__YOUR GOAL__:
Duplicate the material from the line containing "Would you kindly" up to and including the line containing "An instance may appear", reproducing those lines without any change.

═══ TASK INPUT ═══

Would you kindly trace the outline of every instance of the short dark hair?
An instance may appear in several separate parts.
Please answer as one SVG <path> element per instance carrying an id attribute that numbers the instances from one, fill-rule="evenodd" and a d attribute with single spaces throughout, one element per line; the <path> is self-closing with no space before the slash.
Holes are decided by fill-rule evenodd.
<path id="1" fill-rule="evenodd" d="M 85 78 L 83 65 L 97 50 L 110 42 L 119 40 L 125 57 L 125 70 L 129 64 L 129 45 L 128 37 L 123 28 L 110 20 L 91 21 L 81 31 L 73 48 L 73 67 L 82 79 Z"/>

═══
═══ TASK INPUT ═══

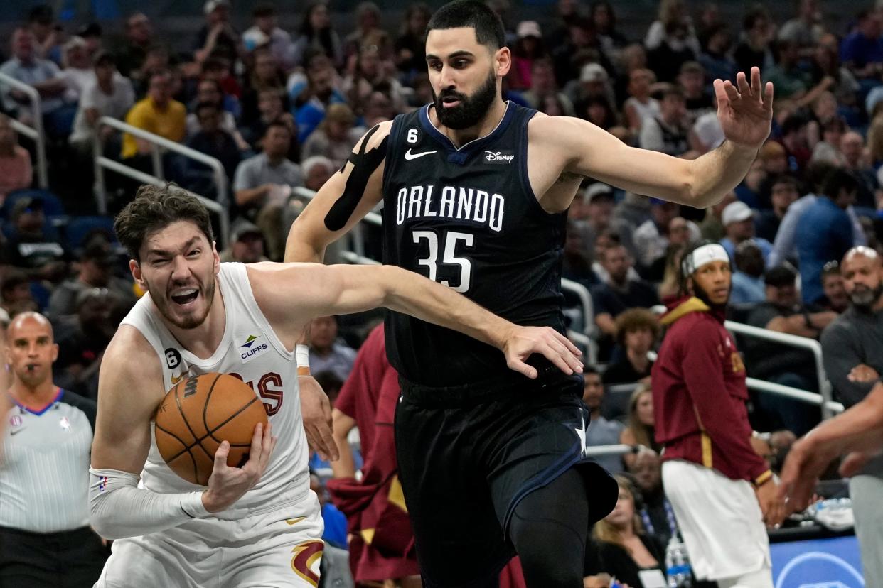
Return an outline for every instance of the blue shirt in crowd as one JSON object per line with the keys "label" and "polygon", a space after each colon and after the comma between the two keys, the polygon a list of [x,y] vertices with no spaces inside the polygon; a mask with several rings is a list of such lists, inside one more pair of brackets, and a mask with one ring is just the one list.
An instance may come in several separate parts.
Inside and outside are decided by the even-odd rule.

═══
═══ TASK INPUT ═══

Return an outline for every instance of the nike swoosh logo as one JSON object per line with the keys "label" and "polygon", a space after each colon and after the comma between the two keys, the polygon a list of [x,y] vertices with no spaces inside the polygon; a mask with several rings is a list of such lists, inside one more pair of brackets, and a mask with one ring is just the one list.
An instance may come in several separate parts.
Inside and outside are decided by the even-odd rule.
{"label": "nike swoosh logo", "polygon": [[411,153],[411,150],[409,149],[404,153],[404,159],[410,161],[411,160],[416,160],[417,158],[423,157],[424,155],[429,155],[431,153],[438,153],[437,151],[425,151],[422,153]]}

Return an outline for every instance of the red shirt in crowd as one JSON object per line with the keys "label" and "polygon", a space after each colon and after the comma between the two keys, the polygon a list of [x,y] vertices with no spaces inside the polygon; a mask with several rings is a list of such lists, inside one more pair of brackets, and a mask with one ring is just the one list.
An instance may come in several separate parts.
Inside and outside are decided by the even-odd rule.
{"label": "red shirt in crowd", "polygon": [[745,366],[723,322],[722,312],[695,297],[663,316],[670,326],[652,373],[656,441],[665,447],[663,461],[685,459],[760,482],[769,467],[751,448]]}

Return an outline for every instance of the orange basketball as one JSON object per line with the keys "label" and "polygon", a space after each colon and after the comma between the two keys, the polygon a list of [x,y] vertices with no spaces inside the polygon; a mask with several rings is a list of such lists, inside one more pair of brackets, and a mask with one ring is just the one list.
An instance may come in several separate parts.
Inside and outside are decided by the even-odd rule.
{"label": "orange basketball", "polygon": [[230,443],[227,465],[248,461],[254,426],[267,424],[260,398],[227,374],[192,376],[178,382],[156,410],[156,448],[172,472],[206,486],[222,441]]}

═══

__TASK SOLUTION__:
Would you kindly trace the outline of every instance of the short dark hair?
An instance may appear in several separate parts.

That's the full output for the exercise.